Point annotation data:

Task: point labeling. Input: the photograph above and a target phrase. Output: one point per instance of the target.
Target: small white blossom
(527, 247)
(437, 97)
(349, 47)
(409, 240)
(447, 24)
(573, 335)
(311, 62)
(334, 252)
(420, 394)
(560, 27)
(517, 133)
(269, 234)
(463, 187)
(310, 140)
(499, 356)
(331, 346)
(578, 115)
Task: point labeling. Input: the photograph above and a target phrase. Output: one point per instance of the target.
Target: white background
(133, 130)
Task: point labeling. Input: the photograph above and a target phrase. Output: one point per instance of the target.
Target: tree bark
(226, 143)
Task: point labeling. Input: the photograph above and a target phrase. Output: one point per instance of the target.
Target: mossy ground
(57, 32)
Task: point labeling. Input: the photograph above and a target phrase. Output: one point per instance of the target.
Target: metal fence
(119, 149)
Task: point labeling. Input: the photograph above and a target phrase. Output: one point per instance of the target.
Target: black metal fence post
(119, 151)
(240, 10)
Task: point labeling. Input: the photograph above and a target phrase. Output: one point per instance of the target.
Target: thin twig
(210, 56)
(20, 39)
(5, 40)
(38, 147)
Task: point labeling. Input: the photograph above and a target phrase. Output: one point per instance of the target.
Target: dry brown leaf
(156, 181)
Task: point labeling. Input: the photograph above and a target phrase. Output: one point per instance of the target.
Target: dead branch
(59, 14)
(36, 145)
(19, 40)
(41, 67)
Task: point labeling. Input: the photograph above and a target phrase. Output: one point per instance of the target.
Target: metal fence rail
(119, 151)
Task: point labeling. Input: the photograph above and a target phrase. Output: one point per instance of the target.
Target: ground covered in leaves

### What is asked
Rewrite every line of the records above as a JSON list of strings, one string per line, leaving out blank lines.

### Written answer
[
  "Task: point labeling. Input: the photograph above and a target phrase. Output: one point per instance of the target.",
  "Target: small white blossom",
  "(527, 247)",
  "(437, 97)",
  "(349, 47)",
  "(409, 240)",
  "(447, 24)",
  "(573, 335)",
  "(311, 62)",
  "(334, 252)",
  "(420, 394)",
  "(560, 27)",
  "(517, 133)",
  "(269, 234)",
  "(463, 187)",
  "(310, 140)",
  "(499, 356)",
  "(331, 346)",
  "(578, 115)",
  "Task: point labeling. Input: the photograph above and a target phrase. Output: one point per instance of the target.",
  "Target: white background",
  "(133, 130)",
  "Task: point labeling. Input: the photograph above and a target phrase. Output: one point per instance of the target.",
  "Target: tree bark",
  "(226, 143)",
  "Task: point labeling. Input: the photograph above and a target phrase. Output: one point per instance of the target.",
  "Target: mossy ground",
  "(57, 32)",
  "Task: point labeling. Input: the photograph above and a target phrase. Output: one point per instance of the target.",
  "Target: metal fence",
  "(119, 149)",
  "Task: point labeling. Input: the photograph above and a target phrase. Output: one point per instance of the target.",
  "Target: black metal fence post",
  "(119, 151)",
  "(240, 10)",
  "Task: point labeling. Input: the photograph above and a target phrase. Output: one point per instance of the target.",
  "Target: thin twig",
  "(210, 56)",
  "(20, 39)",
  "(5, 40)",
  "(38, 147)",
  "Task: point labeling. Input: the photograph above and a target phrase. Output: one point per instance of the target.",
  "Target: dry brown leaf",
  "(156, 181)",
  "Task: point labeling. Input: the photograph above and a target phrase. Output: one point per instance of the target.",
  "Target: dead branch",
  "(59, 14)",
  "(36, 145)",
  "(19, 40)",
  "(41, 67)",
  "Task: point labeling. Input: the photograph above and a target phrase. Output: one point per instance of the target.",
  "Target: metal fence rail",
  "(119, 151)",
  "Task: point labeling. Input: the photograph above and a target phrase. Output: one point per instance of the target.",
  "Target: ground covered in leaves"
]